Please state the nickname that local people, Sannyasins and Sadhus gave Swami Sivananda, according to the passage about him below.

**Excerpt:**
——

To every spiritual seeker Swami Sivananda was an ideal, an exemplary Guru, wanting nothing but giving everything. If anybody offers a basket of fruits he would immediately distribute it to everybody. He will not say ‘let me eat it, keep it there’. No, he won’t do like that, he doesn’t want anything. ‘Tena tyaktenabhunjiyhah’ is another passage from the Ishavasya Upanishad. ‘Enjoy the world, but under the condition that it is pervaded by God.’ It is like saying ‘enjoy God Himself’. Every leaf of the tree, every breeze that blows and every ray of the sun and the moon is the dazzling lumination of the fingers of God Himself.

Till the last day he was kind to every one of us. Large- heartedness is a small word, he was much more than a large-hearted person. Some of us were present physically during his lifetime, and many of you might not have seen him even. That his name is thundering through the world as a whole even now is enough insignia of his greatness. So much charitable was his heart that many local people, Sannyasins, Sadhus in Swargashram and other places, and in Rishikesh, used to say he is not Sivananda, he is ‘Givananda’. The demonstration of his divinity is in the manner in which he gave. ‘Give, give, give, give.’

There are humorous incidents in his life, very humorous indeed. One day he called me and said “I don’t like this kitchen, so small! I want a dining hall as long as the distance from Rishikesh to Darshan Mahavidyalaya. I like to feed people. I want to feed thousands every day. Ah, yes, I may do it in next birth otherwise.” See the feelings of a great soul. The last word in the Vaishvanara Vidya of the Chhandogya Upanishad says “He need not have to eat much, one grain will do to satisfy him”. Do you know the power of a little atom? It is invisible to the physical eye, but what is its capacity? Such is the capacity of the little food that a great Saint eats. The world satisfies itself by the satisfaction of the Saint. Says the Mandukya Upanishad, “go and worship these great souls if you want prosperity”. Prosperity not merely in the material sense or spiritual sense, but in every sense. They are wonderful persons, wonderman, that is the only thing we can say.

There were many wondermen in this country here, they cannot be called by any particular name. What kind of wonder it is, it is impossible to describe. Even if you see them, you are blessed. People flocked to have darshan of Swami Sivananda.

——

**Data provided:**
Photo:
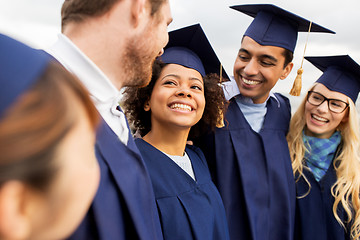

——

**Exercise response:** They called him ‘Givananda’.